Task objective: Among the entries below, find the line with "trunk as (x, y), one per line" and the line with "Phrase -- man with long gray hair". Return exactly those lines and every line between them, but no pictures.
((
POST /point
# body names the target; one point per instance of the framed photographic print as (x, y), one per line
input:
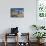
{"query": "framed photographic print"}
(17, 12)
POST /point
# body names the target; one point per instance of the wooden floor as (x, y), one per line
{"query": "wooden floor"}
(13, 44)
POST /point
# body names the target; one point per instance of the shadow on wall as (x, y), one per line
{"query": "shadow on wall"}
(7, 31)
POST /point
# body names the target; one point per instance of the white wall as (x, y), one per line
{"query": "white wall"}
(24, 24)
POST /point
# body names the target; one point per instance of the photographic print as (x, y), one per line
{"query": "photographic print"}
(17, 12)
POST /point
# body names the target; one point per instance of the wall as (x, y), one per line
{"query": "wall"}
(24, 24)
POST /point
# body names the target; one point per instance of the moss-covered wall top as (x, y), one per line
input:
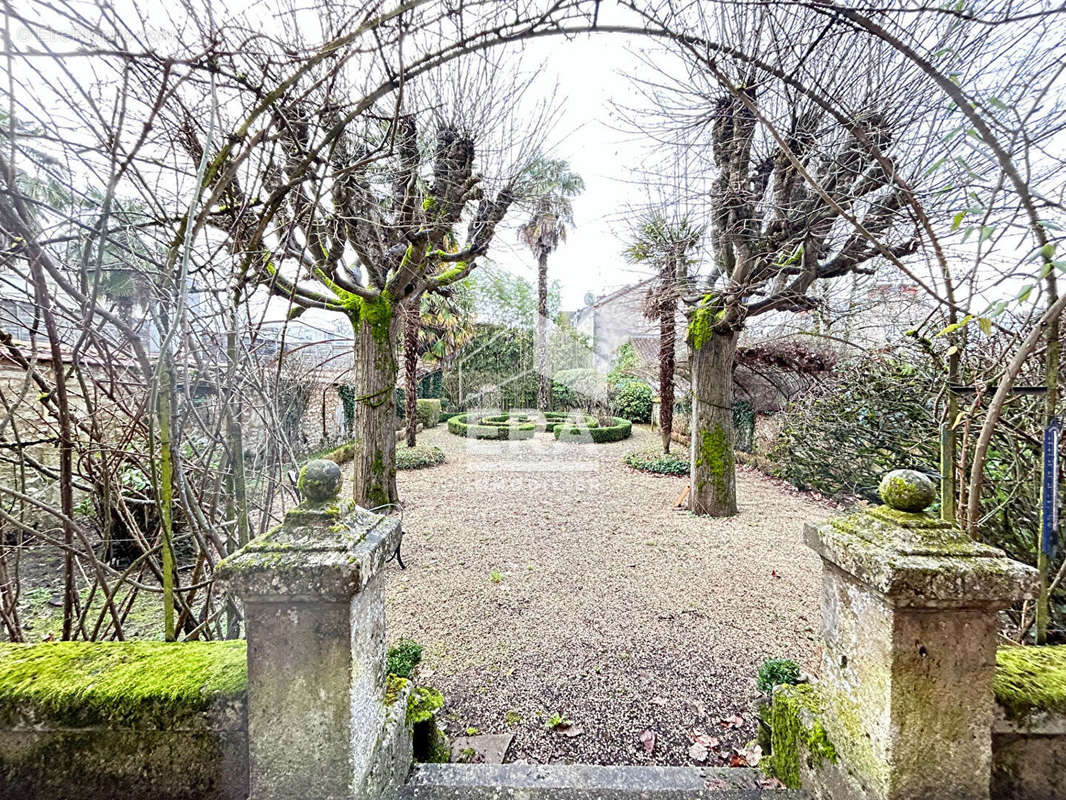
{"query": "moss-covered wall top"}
(136, 684)
(1031, 680)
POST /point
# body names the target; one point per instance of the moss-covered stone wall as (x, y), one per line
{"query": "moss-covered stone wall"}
(127, 720)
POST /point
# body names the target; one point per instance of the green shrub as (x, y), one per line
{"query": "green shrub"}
(403, 657)
(623, 367)
(632, 401)
(581, 387)
(470, 426)
(418, 457)
(427, 412)
(563, 396)
(657, 461)
(342, 454)
(743, 426)
(569, 432)
(775, 671)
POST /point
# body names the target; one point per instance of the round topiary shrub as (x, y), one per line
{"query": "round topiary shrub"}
(633, 401)
(418, 457)
(658, 462)
(597, 433)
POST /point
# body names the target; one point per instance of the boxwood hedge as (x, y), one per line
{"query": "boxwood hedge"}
(427, 411)
(616, 432)
(418, 457)
(658, 462)
(472, 426)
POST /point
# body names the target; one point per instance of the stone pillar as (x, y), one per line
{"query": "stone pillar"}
(909, 616)
(315, 614)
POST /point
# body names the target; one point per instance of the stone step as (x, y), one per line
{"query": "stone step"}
(587, 782)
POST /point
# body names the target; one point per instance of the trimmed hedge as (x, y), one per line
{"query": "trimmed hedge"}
(471, 427)
(418, 457)
(600, 434)
(427, 412)
(658, 462)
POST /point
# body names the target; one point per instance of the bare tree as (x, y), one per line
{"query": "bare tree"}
(667, 244)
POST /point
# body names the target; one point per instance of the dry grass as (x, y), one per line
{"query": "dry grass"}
(548, 578)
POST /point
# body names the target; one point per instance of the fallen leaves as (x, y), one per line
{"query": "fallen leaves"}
(647, 740)
(703, 744)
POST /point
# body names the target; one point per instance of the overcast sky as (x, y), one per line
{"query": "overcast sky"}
(590, 73)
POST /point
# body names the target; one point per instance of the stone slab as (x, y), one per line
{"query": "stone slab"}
(586, 782)
(487, 748)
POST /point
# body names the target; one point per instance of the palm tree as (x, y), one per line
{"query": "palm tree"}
(552, 184)
(434, 330)
(665, 244)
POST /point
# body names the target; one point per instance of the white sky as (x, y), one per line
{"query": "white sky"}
(590, 73)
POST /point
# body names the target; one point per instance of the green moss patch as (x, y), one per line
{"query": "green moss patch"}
(616, 432)
(418, 457)
(794, 730)
(99, 683)
(472, 426)
(1031, 680)
(423, 704)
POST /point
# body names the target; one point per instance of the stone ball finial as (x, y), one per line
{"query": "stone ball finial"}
(907, 490)
(320, 480)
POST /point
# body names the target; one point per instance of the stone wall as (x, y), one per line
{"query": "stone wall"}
(124, 721)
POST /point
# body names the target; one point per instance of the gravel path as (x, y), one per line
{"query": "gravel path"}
(546, 578)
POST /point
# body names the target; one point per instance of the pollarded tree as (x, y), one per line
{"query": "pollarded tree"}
(552, 185)
(435, 328)
(667, 245)
(813, 146)
(365, 235)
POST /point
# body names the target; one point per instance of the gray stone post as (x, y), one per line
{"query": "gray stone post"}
(909, 616)
(315, 612)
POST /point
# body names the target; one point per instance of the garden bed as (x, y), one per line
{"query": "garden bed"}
(597, 433)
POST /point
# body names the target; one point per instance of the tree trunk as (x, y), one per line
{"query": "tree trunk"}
(373, 428)
(713, 475)
(412, 321)
(667, 360)
(544, 380)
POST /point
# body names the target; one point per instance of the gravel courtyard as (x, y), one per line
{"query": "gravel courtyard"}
(549, 579)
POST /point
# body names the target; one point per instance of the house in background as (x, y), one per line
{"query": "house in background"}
(613, 319)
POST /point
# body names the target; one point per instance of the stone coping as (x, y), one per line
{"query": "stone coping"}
(1031, 689)
(321, 550)
(142, 685)
(913, 559)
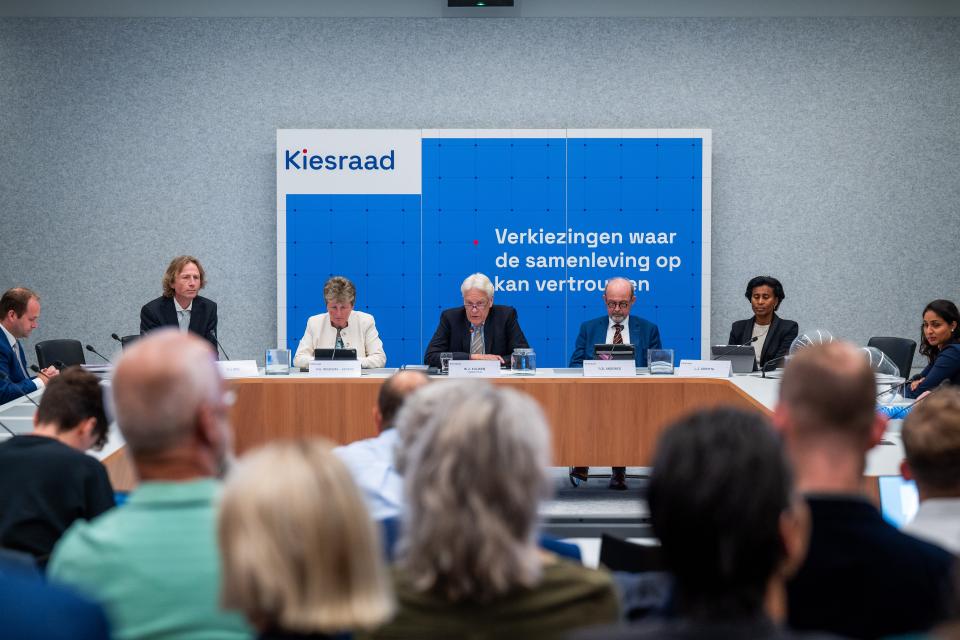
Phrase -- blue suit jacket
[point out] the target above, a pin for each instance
(15, 384)
(643, 335)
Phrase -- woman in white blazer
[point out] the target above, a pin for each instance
(355, 329)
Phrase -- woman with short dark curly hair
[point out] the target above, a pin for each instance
(940, 343)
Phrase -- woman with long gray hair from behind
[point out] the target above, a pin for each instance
(469, 561)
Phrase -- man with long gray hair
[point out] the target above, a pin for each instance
(153, 564)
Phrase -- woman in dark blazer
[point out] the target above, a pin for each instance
(940, 342)
(773, 333)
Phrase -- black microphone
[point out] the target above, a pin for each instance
(336, 341)
(730, 348)
(26, 395)
(765, 368)
(899, 386)
(103, 357)
(213, 334)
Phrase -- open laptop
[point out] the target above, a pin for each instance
(741, 357)
(334, 354)
(614, 351)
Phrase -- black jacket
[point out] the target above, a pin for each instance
(501, 334)
(777, 343)
(162, 313)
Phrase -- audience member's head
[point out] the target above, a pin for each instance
(828, 408)
(931, 440)
(172, 405)
(723, 506)
(470, 530)
(393, 392)
(71, 410)
(420, 409)
(299, 551)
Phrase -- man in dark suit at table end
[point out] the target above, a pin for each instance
(479, 330)
(19, 315)
(181, 304)
(617, 327)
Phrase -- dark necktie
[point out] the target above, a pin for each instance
(476, 339)
(22, 361)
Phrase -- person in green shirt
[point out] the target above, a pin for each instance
(153, 563)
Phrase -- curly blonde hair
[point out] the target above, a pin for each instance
(176, 266)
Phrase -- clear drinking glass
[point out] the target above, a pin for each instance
(445, 359)
(277, 362)
(524, 361)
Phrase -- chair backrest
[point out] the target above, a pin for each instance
(18, 563)
(69, 352)
(900, 350)
(617, 554)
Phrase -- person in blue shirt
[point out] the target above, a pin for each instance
(31, 608)
(19, 315)
(940, 343)
(617, 327)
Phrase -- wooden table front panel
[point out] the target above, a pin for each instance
(594, 421)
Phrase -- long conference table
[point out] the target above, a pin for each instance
(593, 421)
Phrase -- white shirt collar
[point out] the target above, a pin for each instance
(10, 339)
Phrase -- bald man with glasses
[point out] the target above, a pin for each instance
(617, 327)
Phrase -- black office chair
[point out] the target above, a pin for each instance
(618, 554)
(69, 352)
(900, 350)
(18, 563)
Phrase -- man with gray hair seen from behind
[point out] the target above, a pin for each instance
(153, 564)
(371, 461)
(469, 562)
(862, 577)
(931, 440)
(479, 330)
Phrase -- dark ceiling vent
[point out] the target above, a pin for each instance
(480, 8)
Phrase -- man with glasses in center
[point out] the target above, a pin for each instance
(617, 327)
(479, 330)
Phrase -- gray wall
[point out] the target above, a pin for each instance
(124, 142)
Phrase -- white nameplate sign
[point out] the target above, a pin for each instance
(335, 368)
(238, 368)
(609, 368)
(705, 368)
(474, 368)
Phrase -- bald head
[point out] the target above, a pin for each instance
(619, 298)
(159, 387)
(394, 391)
(829, 389)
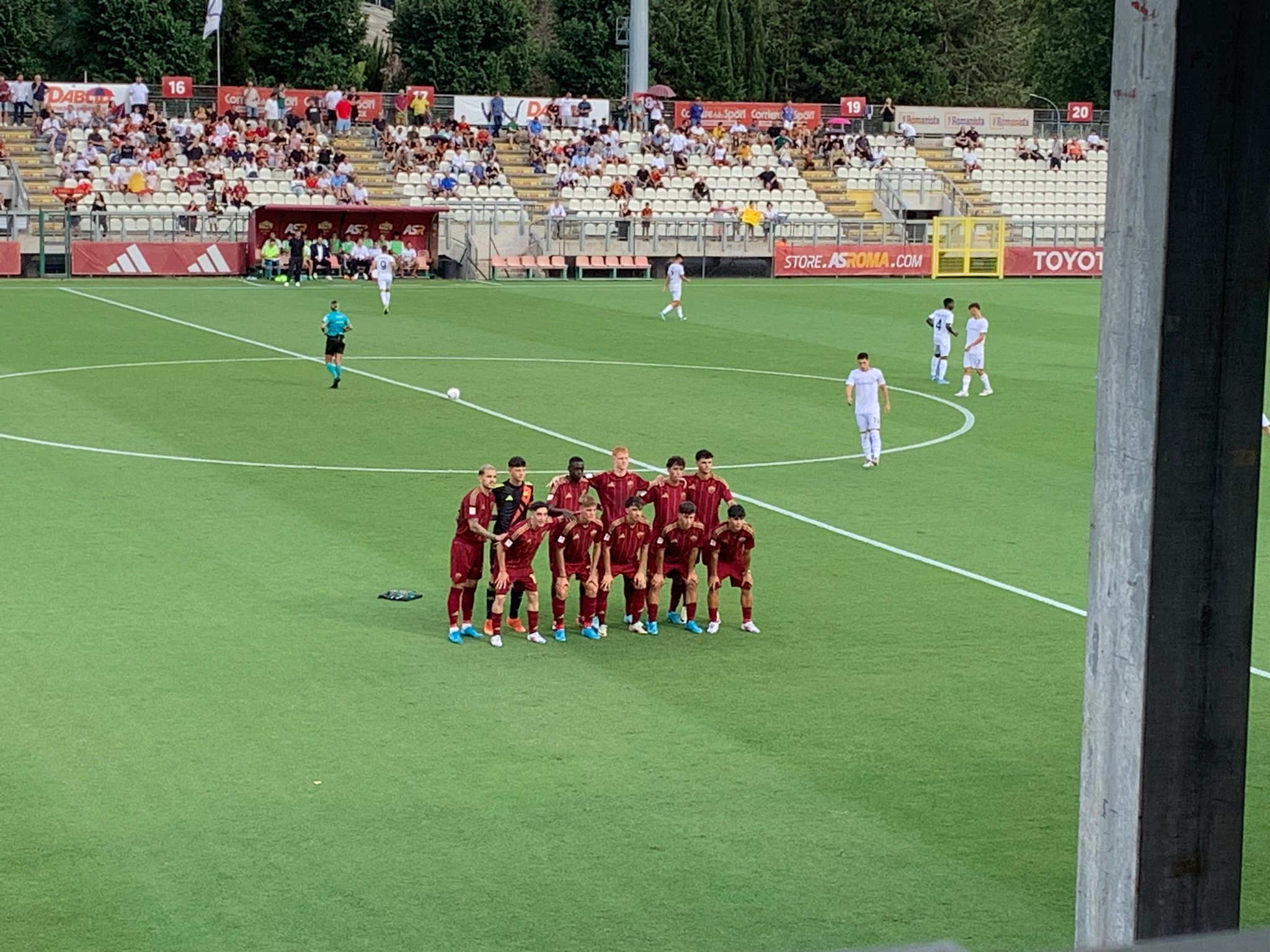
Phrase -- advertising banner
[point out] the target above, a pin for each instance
(946, 121)
(521, 110)
(11, 259)
(1053, 262)
(158, 259)
(413, 226)
(368, 106)
(851, 260)
(71, 95)
(752, 115)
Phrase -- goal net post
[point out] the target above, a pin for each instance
(968, 248)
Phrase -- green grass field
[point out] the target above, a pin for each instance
(189, 648)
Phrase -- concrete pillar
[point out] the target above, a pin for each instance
(1181, 362)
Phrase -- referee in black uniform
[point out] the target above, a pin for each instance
(296, 260)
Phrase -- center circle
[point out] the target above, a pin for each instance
(967, 416)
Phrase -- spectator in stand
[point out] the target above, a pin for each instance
(343, 116)
(653, 107)
(557, 215)
(696, 112)
(332, 99)
(38, 93)
(495, 113)
(252, 100)
(19, 90)
(888, 117)
(419, 108)
(1055, 155)
(139, 95)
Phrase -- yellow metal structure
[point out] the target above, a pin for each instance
(968, 248)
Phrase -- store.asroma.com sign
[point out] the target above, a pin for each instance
(946, 121)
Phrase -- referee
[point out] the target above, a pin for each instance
(296, 257)
(334, 325)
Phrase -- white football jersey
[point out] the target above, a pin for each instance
(866, 384)
(973, 329)
(941, 322)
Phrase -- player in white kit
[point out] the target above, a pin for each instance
(675, 278)
(383, 266)
(863, 387)
(975, 333)
(941, 322)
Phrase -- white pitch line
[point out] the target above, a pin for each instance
(967, 416)
(780, 511)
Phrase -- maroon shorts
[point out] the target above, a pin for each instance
(518, 578)
(678, 569)
(574, 570)
(464, 562)
(735, 571)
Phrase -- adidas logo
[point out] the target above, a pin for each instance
(211, 262)
(131, 262)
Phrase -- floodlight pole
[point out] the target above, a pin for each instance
(637, 76)
(1181, 364)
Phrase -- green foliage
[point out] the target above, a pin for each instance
(117, 40)
(306, 46)
(465, 47)
(27, 31)
(1071, 60)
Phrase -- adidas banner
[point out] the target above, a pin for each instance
(140, 259)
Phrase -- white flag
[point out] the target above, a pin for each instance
(214, 18)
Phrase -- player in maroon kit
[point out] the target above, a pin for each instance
(618, 485)
(675, 557)
(567, 491)
(708, 490)
(625, 552)
(728, 558)
(574, 555)
(515, 557)
(468, 550)
(666, 493)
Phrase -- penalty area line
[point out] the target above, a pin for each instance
(585, 444)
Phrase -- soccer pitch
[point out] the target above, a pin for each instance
(213, 735)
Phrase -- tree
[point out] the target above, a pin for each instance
(306, 46)
(1071, 60)
(582, 56)
(117, 40)
(27, 27)
(466, 47)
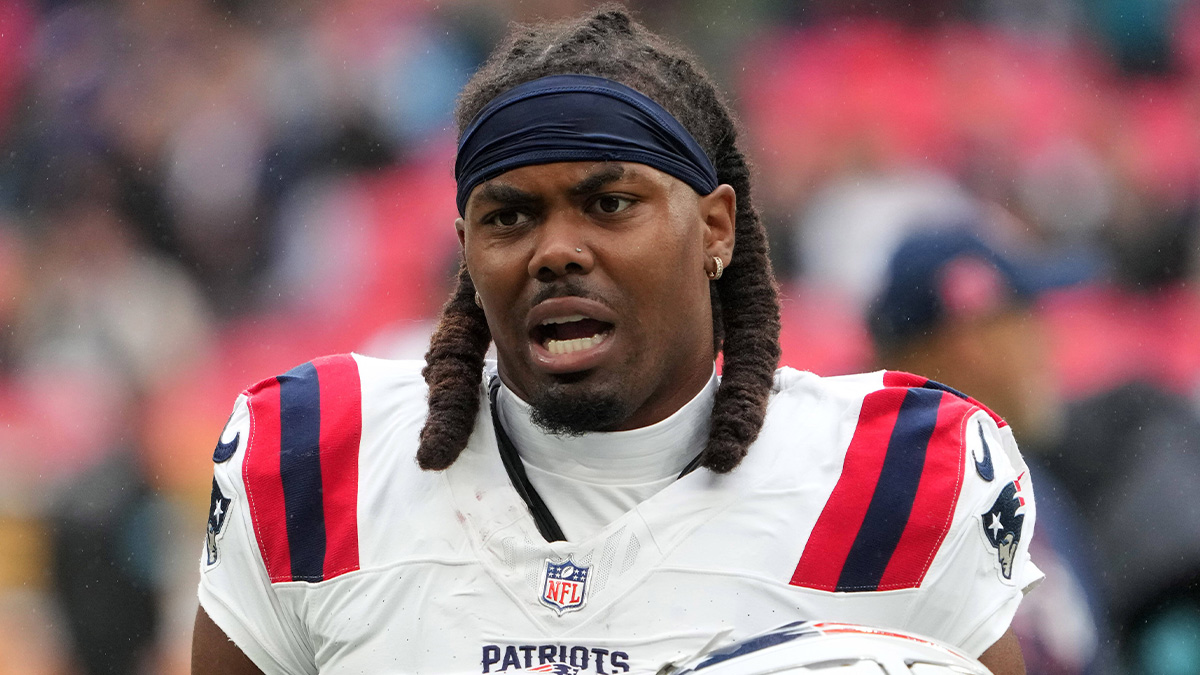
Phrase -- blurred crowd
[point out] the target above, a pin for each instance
(196, 195)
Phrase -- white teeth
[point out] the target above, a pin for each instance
(577, 345)
(564, 318)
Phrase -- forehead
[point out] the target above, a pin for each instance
(575, 178)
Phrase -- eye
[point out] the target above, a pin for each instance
(611, 203)
(507, 217)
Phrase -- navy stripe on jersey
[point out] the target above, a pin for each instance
(300, 470)
(892, 502)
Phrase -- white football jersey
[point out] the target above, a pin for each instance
(879, 499)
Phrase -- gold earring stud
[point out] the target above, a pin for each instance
(719, 272)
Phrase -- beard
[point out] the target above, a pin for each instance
))
Result:
# body names the target; one point per instance of the tree trunk as (x, y), one per line
{"query": "tree trunk"}
(373, 428)
(713, 475)
(412, 321)
(667, 360)
(544, 380)
POST /point
# body names the target; one point per instance of the gravel courtyard as (x, y), one per line
{"query": "gravel courtyard"}
(549, 579)
POST /point
# body names the target; one point per instance of the house in background as (x, y), one per line
{"query": "house in background"}
(613, 319)
POST /point
# body names the target; one point per instance of the stone coping as (x, y), one per line
{"query": "stone coping"}
(1031, 689)
(321, 550)
(142, 685)
(913, 559)
Phrase -- blue suit jacket
[point out] the target above, a pin for each instance
(15, 384)
(643, 335)
Phrase -- woman in white blazer
[point out] the target above, a pin for each instance
(355, 329)
Phrase -- woman with short dark curly hair
[point out] the target above, a pin for each instance
(940, 343)
Phrase -- woman with long gray hair from behind
[point out] the target above, a pin for each instance
(469, 561)
Phrase -- man with long gray hair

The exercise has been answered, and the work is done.